__Data in this exercise__:
########################################
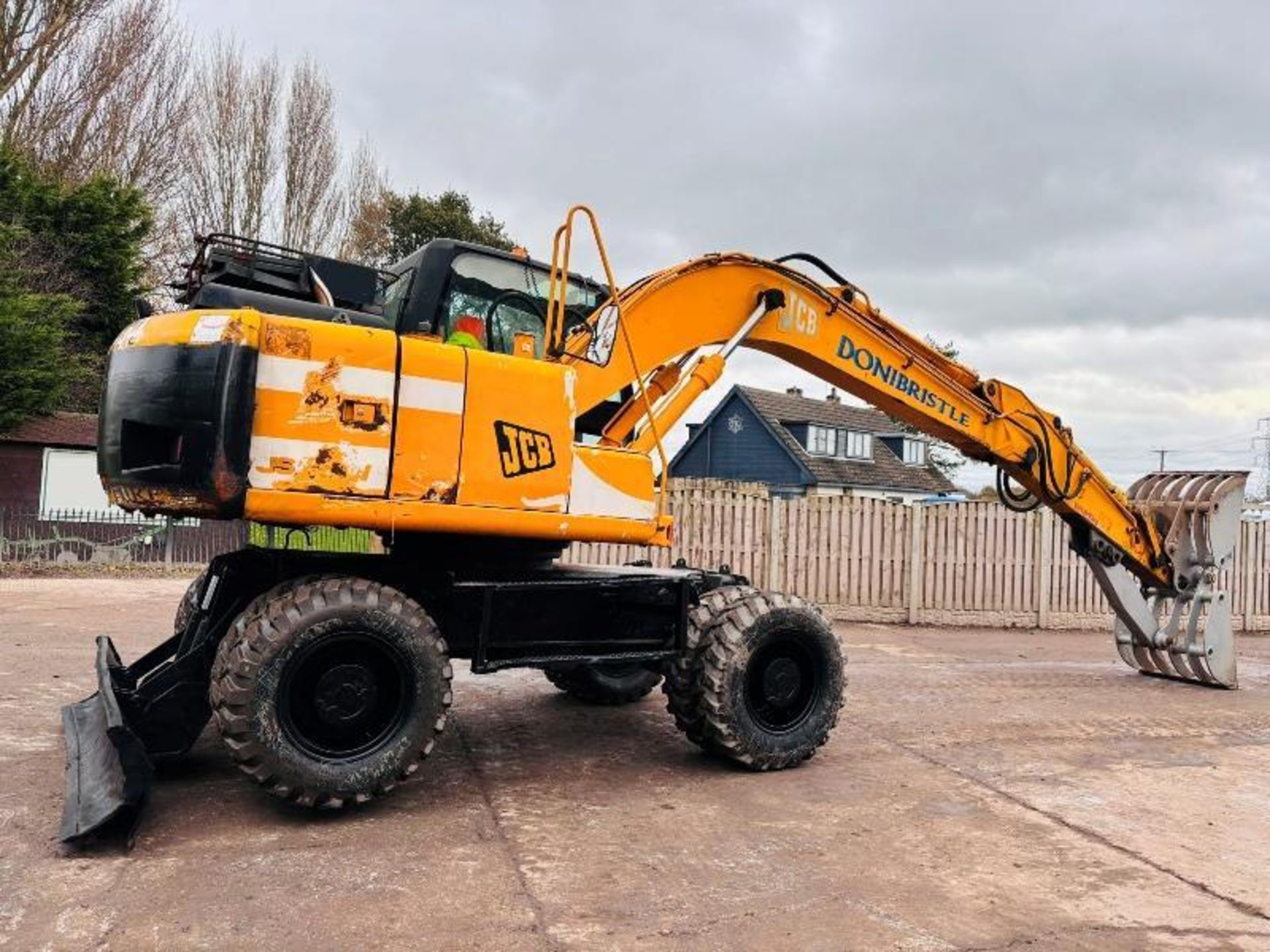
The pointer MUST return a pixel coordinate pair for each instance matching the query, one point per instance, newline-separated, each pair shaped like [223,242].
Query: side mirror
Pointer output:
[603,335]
########################################
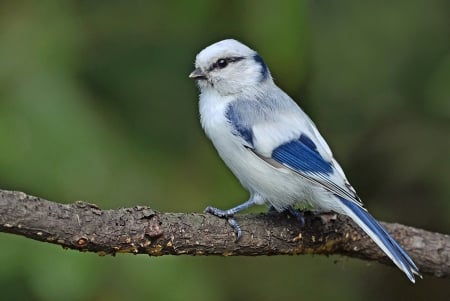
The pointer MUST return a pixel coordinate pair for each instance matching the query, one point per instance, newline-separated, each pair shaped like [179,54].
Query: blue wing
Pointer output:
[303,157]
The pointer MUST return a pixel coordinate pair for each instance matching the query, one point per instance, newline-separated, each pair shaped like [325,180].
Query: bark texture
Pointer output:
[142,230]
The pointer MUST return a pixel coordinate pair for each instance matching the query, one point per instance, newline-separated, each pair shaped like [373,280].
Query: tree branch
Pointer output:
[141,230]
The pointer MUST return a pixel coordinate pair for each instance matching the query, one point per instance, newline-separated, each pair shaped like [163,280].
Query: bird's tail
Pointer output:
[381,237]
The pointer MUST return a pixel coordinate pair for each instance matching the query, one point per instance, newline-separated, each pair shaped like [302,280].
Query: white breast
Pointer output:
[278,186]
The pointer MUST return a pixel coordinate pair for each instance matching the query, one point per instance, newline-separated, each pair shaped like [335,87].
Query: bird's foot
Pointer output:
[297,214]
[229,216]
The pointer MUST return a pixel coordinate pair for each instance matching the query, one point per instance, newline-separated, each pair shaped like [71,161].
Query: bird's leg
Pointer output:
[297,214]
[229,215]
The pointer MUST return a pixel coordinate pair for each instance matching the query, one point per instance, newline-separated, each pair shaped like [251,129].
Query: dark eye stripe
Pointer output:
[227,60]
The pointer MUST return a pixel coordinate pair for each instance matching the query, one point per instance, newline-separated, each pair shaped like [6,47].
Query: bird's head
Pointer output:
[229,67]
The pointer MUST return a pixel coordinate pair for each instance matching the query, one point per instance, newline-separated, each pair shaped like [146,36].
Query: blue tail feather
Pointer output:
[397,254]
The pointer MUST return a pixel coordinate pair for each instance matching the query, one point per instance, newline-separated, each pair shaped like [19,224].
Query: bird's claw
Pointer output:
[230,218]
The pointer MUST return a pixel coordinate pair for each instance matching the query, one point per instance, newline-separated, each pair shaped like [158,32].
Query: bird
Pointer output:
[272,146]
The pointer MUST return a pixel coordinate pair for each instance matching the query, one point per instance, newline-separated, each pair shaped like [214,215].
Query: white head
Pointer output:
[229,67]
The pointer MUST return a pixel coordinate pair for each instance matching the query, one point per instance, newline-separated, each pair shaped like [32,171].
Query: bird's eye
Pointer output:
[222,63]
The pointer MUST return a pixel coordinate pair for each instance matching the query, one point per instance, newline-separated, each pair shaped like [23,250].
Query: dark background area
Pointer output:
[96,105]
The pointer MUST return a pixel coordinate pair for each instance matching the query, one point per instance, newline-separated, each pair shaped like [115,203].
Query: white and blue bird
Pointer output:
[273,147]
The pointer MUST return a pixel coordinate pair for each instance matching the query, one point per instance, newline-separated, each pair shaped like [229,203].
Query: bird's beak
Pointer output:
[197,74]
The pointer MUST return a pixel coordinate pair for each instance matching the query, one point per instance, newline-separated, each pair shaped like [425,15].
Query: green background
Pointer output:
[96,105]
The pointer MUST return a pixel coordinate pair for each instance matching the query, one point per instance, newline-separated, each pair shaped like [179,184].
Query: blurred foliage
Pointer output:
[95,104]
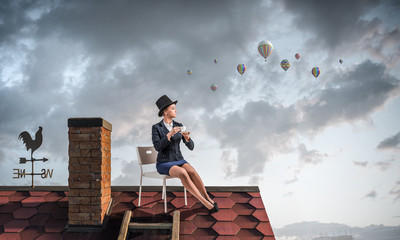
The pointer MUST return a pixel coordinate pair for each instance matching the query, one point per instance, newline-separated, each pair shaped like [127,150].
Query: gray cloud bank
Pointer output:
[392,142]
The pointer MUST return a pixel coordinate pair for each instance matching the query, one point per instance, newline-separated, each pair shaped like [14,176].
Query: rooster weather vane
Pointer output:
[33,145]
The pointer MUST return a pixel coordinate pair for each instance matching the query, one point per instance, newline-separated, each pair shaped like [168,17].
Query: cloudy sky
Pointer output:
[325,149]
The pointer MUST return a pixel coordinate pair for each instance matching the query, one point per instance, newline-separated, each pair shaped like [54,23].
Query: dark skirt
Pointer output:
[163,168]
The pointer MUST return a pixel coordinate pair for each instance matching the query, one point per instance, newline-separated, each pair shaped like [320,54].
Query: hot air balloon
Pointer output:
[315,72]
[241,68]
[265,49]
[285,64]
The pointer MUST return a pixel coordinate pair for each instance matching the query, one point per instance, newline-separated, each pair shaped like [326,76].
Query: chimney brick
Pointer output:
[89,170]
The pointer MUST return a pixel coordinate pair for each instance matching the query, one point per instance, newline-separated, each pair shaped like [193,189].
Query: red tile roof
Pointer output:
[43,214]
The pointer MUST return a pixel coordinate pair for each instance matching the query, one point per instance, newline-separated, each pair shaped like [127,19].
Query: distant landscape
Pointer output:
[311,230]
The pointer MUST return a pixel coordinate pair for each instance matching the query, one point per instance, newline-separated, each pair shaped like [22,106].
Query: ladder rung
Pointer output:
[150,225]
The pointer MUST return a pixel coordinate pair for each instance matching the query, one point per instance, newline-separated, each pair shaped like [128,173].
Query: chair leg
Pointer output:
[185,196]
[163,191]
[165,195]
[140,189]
########################################
__Required work__: Find every line in the entries above that contains the string "white" and copy each one out in full. The match is case-sensitive.

__Full response__:
Query: white breast
Query: white head
Query: white and blue bird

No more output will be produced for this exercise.